--- RECORD EXCERPTS ---
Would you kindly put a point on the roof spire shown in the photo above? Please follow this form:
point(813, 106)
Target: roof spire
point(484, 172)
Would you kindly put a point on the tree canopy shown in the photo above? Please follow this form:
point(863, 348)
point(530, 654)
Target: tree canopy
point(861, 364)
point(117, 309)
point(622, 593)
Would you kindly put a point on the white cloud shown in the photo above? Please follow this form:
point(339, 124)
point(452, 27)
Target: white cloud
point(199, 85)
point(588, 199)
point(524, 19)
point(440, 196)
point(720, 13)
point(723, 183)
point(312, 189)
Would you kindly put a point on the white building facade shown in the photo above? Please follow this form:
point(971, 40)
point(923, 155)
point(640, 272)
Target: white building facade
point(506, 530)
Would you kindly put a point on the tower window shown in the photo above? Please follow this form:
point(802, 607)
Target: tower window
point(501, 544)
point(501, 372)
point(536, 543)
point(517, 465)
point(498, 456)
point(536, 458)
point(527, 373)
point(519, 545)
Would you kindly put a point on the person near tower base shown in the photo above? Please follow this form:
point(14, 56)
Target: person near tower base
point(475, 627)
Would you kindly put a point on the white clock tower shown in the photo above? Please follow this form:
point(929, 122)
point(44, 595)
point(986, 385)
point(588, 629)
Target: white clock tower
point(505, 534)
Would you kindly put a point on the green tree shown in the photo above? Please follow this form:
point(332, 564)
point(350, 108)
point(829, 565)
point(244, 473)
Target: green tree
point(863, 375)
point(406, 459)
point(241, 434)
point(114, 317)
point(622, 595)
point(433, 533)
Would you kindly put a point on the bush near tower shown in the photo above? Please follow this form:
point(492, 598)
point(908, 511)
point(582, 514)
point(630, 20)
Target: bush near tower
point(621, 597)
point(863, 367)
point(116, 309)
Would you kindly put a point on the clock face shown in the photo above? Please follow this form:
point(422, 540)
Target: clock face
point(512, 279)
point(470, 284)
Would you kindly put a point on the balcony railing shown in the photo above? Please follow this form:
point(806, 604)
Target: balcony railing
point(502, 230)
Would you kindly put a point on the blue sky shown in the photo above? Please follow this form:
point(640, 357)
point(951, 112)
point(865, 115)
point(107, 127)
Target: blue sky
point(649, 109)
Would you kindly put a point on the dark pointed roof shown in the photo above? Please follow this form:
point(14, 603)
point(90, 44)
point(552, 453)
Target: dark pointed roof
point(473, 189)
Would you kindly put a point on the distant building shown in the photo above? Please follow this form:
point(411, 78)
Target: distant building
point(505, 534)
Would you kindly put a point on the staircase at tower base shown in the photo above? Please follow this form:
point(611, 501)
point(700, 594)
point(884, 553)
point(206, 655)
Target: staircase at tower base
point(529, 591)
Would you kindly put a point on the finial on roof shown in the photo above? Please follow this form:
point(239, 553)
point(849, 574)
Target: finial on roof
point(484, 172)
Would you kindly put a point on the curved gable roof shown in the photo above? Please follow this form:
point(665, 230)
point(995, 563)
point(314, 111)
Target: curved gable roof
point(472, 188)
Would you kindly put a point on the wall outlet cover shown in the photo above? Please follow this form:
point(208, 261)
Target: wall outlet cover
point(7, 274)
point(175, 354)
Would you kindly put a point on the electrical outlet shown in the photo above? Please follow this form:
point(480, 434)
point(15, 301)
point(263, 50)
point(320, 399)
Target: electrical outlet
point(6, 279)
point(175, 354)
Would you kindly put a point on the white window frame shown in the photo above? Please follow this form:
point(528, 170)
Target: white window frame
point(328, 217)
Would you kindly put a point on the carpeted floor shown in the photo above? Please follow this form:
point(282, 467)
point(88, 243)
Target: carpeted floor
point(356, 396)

--- SET TASK ---
Write out every line from the start of the rows down to the line containing "point(116, 309)", requests included. Offset each coordinate in the answer points by 83, and keep the numbers in the requests and their format samples unchanged.

--- ANSWER TO THIS PROBLEM ---
Would you kindly put a point on the roof spire shown in the photo above? Please follow this form:
point(813, 106)
Target: roof spire
point(567, 255)
Would you kindly put a point on the tree canopy shown in the photo above? Please follow this form:
point(863, 348)
point(530, 654)
Target: tree canopy
point(944, 447)
point(200, 392)
point(705, 676)
Would you kindly put a point on the white cloud shown in the photo above? Please follow this form:
point(339, 124)
point(452, 27)
Target: white cloud
point(282, 168)
point(671, 282)
point(607, 102)
point(523, 279)
point(803, 96)
point(806, 266)
point(395, 272)
Would you kindly put a point on the white building facade shown in the photo above? Please follow this form:
point(971, 40)
point(923, 155)
point(640, 272)
Target: white building facade
point(589, 613)
Would you kindly put a point on the tower window shown in the photo above? Please follow this form:
point(802, 607)
Target: tower window
point(584, 627)
point(584, 455)
point(619, 626)
point(600, 548)
point(581, 539)
point(619, 541)
point(610, 456)
point(602, 628)
Would you kindly put a point on the person near tower base shown in the photo above? Please follow this form:
point(14, 56)
Target: person near tower base
point(558, 710)
Would you kindly put a point on the white clock tower shown in the photo above? Please follow this form:
point(929, 122)
point(44, 595)
point(986, 385)
point(588, 629)
Target: white clock tower
point(588, 617)
Would you kindly put a point on the green tree shown in the photo above? Please follow this form:
point(332, 564)
point(350, 108)
point(829, 565)
point(244, 473)
Target: green tree
point(946, 458)
point(489, 542)
point(324, 517)
point(197, 400)
point(705, 678)
point(516, 616)
Would you kindly put a point on the bush near tower shown in the photo above? Please follow this form:
point(492, 598)
point(908, 511)
point(582, 514)
point(630, 20)
Target: bush near tower
point(704, 680)
point(946, 450)
point(199, 392)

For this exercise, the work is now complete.